Instruções do exercício. De acordo com o trecho sobre a teoria de Keynes, explique em uma a três frases por que o governo deveria gastar dinheiro.

Trecho do documento.

═══

Essa palavra – insolvência – já não mais deveria ter qualquer significado para um governo soberano. O equilíbrio orçamentário era apenas um espectro capitalista. Déficits oriundos da gastança governamental não eram o que pareciam. Na verdade eram investimentos; e o uso deles era para preencher a falta de investimentos – uma lacuna criada pela crônica e incorrigível propensão a poupar em excesso. “Tem havido”, ele disse, “uma histórica tendência crônica de que a propensão a poupar seja mais forte do que a persuasão para investir. A fraqueza da indução ao investimento tem sido por toda a história a chave do problema econômico”. Por investimento, ele supostamente se referia ao uso do capital com espírito aventureiro.

Esta idéia era a base exata da teoria. Do excesso de poupança e da pouca quantidade de investimentos surgiria o desemprego. E quando o desemprego surgisse destas causas, como era certo que aconteceria, primeiro periodicamente, e depois como um mal permanente, a única cura era fazer o governo gastar dinheiro. Dentre as ferramentas algébricas estava o famoso multiplicador, através do qual os especialistas seriam capazes de determinar precisamente quanto o governo teria de gastar para criar o pleno emprego.

Resumidamente, a teoria dizia que quando as pessoas não estavam investindo o suficiente em seu próprio futuro de modo que todas ficassem permanentemente empregadas, o governo deveria fazer isso por elas. Onde e como o governo arrumaria o dinheiro? Bem, parte viria da taxação dos ricos, que notoriamente poupavam muito; parte viria dos empréstimos feitos pelos ricos; e, como última medida, imprimindo propriamente o dinheiro – e tudo estaria destinado a dar certo porque, com o pleno emprego, a sociedade como um todo estaria sempre se enriquecendo. No fim, as satisfações econômicas da vida se tornariam baratíssimas, as taxas de juros cairiam a zero, e a conseqüência seria a indolor extinção da classe rentier, aquela que vive unicamente de juros e que não produz nada.

“Se estou certo”, disse Keynes,

ao supor que seja comparativamente fácil fazer com que os bens de capital sejam tão abundantes que a eficiência marginal do capital seja zero, esta pode ser a maneira mais sensata de gradualmente se livrar dos aspectos repreensíveis do capitalismo. Uma pequena reflexão vai nos mostrar as enormes mudanças sociais que surgiriam do gradual desaparecimento de uma taxa de retorno sobre a riqueza acumulada. Um homem ainda estaria livre para acumular sua renda com a intenção de gastá-la em uma data futura. Mas sua acumulação não cresceria. Ele simplesmente estaria na posição do pai de [Alexander] Pope, que, quando se aposentou de seus negócios, levou consigo uma arca de guineis para sua vila em Twickenham e conseguiu satisfazer seus custos domésticos  com apenas essa quantia.

═══

Seção de dados.
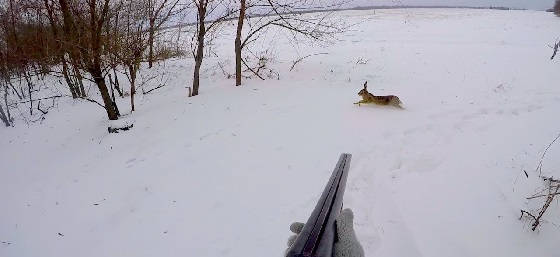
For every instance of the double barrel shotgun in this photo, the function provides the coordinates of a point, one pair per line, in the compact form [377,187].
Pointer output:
[318,236]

═══

Resposta escrita. Segundo a teoria, o excesso de poupança e a pouca quantidade de investimentos gerariam desemprego, primeiro de forma periódica e depois como um mal permanente, e a única cura seria o governo gastar dinheiro. Os déficits dessa gastança seriam, na verdade, investimentos destinados a preencher a lacuna criada pela crônica propensão a poupar em excesso.